TASK INSTRUCTIONS:
The answer should be an exact copy of the data.

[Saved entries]

•••••

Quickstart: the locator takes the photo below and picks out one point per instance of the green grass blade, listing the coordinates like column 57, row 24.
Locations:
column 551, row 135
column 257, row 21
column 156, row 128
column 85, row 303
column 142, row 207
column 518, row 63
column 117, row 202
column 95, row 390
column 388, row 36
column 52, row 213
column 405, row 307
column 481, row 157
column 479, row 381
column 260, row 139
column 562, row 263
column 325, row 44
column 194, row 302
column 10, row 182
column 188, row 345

•••••

RESPONSE FOR THIS EXERCISE:
Quickstart: the locator takes the photo below and picks out one point per instance of the green grass blade, listing the coordinates like column 57, row 24.
Locations:
column 551, row 135
column 257, row 21
column 156, row 128
column 85, row 303
column 142, row 207
column 518, row 63
column 117, row 202
column 95, row 390
column 388, row 36
column 52, row 213
column 405, row 307
column 481, row 157
column 479, row 381
column 260, row 139
column 562, row 263
column 325, row 44
column 194, row 302
column 10, row 182
column 188, row 345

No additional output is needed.